Task: Write out exactly the lines that run from the one containing "the red and" to the end of the entries below, with both end lines included.

- - -

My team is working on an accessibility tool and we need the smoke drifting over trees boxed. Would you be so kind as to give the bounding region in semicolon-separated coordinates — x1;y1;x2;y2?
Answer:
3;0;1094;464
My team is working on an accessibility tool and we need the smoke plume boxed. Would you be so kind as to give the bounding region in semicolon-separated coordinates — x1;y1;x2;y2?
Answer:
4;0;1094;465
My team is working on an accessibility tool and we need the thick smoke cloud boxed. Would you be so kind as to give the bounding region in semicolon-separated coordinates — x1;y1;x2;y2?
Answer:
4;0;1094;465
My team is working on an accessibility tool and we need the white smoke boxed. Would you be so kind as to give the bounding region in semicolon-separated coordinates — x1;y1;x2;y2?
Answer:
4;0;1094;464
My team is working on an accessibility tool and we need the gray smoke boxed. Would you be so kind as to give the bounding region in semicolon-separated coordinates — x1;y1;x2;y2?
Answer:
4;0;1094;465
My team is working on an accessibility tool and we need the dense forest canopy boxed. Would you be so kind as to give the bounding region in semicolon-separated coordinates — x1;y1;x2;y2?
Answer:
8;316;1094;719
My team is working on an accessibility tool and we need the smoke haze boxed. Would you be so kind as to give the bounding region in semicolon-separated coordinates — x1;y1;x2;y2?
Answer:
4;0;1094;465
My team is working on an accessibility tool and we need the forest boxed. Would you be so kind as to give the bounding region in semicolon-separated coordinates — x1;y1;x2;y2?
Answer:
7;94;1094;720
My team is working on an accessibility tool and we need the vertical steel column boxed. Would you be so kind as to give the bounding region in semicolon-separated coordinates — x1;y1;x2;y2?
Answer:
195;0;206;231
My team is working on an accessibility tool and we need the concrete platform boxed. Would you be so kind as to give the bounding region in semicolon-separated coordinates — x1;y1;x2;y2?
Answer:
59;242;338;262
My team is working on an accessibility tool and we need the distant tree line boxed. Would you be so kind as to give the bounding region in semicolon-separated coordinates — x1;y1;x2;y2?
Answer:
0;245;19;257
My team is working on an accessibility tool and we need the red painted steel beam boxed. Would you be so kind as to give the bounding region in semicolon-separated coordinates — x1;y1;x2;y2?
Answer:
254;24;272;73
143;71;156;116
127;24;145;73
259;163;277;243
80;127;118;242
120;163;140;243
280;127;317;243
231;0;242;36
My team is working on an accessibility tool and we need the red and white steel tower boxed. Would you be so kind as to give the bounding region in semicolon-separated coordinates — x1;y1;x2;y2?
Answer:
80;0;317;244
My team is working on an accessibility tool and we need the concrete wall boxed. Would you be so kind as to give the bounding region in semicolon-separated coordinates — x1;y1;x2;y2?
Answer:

- - -

Exercise answer:
My team is working on an accessibility tool and we need the red and white steel tower boxed. Would you be so kind as to give the bounding region in semicolon-separated coordinates — x1;y1;x2;y2?
Answer:
80;0;317;244
My team is working on an accessibility tool and we need the concrete wall boxed. Would you be so kind as to give the bounding region in semicolon-separated coordinates — x1;y1;x2;y2?
Answer:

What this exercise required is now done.